| Requirement |
Rewrite the rows from the first one through the line containing "Target: breast star medal", inclusive, with "pixel coordinates" replaced by "image coordinates" and nothing else changed.

| Information provided |
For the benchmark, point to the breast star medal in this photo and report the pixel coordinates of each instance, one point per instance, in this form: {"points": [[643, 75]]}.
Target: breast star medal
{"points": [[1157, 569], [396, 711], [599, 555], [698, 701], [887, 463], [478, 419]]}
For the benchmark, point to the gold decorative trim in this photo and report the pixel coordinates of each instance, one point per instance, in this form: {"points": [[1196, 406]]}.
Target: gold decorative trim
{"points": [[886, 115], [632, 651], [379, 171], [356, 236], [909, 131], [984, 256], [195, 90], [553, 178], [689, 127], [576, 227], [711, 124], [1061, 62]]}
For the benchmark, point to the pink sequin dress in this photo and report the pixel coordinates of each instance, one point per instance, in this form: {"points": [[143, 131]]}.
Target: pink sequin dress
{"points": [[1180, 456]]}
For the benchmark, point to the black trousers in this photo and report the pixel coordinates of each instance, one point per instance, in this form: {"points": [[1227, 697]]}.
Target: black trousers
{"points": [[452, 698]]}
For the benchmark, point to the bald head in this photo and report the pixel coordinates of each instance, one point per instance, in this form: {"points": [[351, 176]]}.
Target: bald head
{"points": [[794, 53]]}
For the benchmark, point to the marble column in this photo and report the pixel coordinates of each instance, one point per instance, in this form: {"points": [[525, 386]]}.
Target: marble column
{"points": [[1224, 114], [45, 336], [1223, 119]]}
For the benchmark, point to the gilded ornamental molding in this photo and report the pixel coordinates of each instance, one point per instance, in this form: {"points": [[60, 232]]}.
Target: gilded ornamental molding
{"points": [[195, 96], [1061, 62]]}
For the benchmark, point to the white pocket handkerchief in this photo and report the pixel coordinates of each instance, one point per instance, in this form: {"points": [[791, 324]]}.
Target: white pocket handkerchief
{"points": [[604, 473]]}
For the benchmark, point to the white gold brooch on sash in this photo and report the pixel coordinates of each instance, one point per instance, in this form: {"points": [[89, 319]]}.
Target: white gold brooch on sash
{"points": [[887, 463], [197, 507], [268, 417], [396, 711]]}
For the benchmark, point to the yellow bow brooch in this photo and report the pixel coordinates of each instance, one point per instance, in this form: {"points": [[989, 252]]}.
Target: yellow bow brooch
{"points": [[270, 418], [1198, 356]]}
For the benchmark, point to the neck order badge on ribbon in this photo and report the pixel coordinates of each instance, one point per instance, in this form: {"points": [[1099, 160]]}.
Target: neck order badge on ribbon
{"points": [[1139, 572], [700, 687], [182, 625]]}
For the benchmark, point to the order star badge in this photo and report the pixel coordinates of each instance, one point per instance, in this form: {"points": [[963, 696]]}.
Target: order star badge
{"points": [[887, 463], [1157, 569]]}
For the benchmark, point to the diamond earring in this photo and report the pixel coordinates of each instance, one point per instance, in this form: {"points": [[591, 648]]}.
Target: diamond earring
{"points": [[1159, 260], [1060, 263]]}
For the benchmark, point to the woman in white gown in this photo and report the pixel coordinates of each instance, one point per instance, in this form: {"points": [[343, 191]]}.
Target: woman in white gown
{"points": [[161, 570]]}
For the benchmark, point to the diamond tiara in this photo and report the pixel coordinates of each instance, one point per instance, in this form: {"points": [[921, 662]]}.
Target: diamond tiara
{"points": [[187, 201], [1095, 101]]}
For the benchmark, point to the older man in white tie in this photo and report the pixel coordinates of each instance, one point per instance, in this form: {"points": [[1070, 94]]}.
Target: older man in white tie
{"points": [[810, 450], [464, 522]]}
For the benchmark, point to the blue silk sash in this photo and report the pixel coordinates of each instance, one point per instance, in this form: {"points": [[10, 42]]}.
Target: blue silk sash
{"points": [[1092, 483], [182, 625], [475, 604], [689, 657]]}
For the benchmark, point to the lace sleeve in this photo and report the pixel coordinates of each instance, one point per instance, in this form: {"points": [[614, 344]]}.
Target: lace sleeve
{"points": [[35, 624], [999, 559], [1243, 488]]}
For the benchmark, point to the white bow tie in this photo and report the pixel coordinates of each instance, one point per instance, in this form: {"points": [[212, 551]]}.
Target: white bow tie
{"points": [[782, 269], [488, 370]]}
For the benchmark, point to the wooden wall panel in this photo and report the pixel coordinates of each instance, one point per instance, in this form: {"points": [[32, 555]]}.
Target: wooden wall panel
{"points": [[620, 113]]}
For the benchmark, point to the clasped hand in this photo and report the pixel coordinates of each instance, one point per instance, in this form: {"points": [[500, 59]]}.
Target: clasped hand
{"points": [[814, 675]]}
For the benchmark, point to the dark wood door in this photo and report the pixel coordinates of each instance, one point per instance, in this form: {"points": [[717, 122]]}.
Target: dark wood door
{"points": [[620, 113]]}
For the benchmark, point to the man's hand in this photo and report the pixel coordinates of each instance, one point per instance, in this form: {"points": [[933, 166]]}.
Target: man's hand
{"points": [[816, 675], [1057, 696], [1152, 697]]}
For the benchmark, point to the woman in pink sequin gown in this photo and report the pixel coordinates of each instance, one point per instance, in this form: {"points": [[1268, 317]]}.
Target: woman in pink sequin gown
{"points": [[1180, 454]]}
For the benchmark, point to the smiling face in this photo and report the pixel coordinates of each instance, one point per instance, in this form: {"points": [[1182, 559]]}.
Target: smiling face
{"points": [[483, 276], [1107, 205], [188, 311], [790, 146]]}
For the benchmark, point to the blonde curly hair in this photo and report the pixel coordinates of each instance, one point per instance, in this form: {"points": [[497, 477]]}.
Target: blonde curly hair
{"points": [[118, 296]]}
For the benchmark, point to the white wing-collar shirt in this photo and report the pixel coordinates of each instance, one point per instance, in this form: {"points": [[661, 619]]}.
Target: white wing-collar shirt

| Answer to this task |
For the benchmark, point to the breast star medal in this photo and report the image coordinates of each instance, one point per instance, in this form: {"points": [[643, 75]]}.
Target: breast star medal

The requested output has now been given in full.